Admiral Laxminarayan Ramdas, PVSM, AVSM, VrC, VSM, ADC served as Chief of Naval Staff of the Indian Navy, taking the reins on 30 November 1990. Ramdas has served as Aam Aadmi Party's internal lokpal.

Background and family
Ramdas was born on 5 September 1933 into a south Indian family. He is married to Lalita ramdas  (née Katari), daughter of Admiral Ram Dass Katari, the first Indian Chief of Naval Staff. He is a member of the Aam Aadmi party. His younger daughter, Kavita Ramdas, is the senior advisor to the President of the Ford Foundation and had previously served for many years as country representative of the Ford Foundation in India. Kavita Ramdas is married to Zulfiqar Ahmad, a Pakistani national who is a peace activist.

Career
Ramdas was commissioned into the Indian Navy on 1 September 1953, with seniority as a sub-lieutenant from the same date. He was promoted to lieutenant on 16 August 1955, and to lieutenant-commander on 16 August 1963. He was trained as a communication specialist in the Royal Naval Staff College in the United Kingdom. Promoted Commander on 30 June 1969, he went on to establish and head the Naval Academy in Kochi, Kerala, he distinguished himself for which he was awarded Vishisht Seva Medal.

> Excerpted records

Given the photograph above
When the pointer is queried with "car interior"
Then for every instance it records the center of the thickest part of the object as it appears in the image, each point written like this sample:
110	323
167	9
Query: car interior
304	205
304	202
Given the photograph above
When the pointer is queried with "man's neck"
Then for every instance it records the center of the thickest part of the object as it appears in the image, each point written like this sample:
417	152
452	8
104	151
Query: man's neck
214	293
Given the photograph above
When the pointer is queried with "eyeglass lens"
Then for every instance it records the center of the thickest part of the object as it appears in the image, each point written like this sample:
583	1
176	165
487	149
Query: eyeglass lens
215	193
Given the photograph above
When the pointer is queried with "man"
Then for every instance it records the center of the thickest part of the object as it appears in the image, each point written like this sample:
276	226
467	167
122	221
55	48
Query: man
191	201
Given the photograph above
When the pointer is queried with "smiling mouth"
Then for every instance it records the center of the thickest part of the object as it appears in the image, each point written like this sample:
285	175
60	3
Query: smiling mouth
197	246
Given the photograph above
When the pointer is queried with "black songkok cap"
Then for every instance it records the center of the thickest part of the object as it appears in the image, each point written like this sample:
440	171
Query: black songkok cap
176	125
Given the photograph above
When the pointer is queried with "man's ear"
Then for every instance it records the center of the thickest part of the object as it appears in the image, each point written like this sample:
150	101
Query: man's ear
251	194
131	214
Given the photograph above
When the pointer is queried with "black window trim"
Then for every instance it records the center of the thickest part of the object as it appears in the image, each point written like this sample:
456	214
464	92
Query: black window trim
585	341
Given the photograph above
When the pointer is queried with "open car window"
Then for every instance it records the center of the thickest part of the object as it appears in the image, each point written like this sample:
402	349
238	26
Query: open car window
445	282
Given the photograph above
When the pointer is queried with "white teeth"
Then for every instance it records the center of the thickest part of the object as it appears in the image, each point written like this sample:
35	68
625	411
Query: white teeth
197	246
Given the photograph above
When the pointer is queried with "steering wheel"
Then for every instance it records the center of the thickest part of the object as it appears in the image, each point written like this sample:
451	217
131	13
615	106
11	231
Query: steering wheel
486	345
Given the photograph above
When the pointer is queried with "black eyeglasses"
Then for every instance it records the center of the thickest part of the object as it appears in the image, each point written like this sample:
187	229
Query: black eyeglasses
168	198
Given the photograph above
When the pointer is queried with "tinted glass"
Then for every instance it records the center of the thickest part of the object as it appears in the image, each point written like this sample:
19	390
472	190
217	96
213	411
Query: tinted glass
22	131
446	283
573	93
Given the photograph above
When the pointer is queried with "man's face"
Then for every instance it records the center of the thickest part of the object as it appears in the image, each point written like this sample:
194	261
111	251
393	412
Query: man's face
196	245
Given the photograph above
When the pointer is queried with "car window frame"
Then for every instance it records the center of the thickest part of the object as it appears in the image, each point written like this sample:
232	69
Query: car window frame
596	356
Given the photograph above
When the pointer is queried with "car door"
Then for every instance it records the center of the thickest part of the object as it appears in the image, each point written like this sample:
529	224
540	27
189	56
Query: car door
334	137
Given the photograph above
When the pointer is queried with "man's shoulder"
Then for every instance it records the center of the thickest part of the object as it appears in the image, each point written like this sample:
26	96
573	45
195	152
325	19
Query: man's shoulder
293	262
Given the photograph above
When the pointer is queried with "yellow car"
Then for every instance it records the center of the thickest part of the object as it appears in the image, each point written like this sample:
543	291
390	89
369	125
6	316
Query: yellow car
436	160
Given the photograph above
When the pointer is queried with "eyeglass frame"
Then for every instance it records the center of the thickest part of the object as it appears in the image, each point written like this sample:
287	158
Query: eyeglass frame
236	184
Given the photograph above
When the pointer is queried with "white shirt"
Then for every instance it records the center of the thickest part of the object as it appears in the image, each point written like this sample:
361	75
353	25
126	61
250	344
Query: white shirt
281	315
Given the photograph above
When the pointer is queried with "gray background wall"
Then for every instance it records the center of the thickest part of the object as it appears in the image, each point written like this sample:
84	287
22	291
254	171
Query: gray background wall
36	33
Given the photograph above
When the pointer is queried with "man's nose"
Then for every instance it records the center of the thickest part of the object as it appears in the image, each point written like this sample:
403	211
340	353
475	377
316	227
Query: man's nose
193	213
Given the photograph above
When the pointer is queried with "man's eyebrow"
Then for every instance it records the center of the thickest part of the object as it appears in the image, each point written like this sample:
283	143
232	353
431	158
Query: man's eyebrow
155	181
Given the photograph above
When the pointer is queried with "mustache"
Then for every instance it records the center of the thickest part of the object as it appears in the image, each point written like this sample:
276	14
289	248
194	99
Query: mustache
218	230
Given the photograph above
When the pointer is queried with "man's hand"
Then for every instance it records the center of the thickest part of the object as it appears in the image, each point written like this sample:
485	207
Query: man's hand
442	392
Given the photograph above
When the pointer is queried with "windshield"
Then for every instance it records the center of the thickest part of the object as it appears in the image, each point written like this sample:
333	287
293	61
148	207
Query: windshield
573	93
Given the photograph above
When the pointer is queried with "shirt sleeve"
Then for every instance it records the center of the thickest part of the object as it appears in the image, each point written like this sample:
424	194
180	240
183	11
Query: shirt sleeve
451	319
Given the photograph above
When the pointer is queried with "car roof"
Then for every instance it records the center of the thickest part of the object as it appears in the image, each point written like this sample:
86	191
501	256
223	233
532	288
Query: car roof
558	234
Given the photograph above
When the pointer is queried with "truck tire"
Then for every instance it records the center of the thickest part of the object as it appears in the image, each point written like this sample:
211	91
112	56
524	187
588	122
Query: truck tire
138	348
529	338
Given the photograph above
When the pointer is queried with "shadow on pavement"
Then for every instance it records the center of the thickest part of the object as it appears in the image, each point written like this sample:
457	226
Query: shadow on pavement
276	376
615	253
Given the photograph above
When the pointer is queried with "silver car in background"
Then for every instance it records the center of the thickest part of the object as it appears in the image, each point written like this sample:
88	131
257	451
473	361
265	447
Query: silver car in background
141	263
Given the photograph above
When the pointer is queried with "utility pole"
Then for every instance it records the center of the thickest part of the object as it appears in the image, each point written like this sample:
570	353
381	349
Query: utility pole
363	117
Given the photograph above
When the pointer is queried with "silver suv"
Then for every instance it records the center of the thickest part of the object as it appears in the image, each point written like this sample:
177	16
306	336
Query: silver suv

> Aim
Write out the passage about Admiral Laxminarayan Ramdas from "Background and family" to "a peace activist.", word for word. You can leave the material aside; it plays no part here.

> Expected output
Background and family
Ramdas was born on 5 September 1933 into a south Indian family. He is married to Lalita ramdas  (née Katari), daughter of Admiral Ram Dass Katari, the first Indian Chief of Naval Staff. He is a member of the Aam Aadmi party. His younger daughter, Kavita Ramdas, is the senior advisor to the President of the Ford Foundation and had previously served for many years as country representative of the Ford Foundation in India. Kavita Ramdas is married to Zulfiqar Ahmad, a Pakistani national who is a peace activist.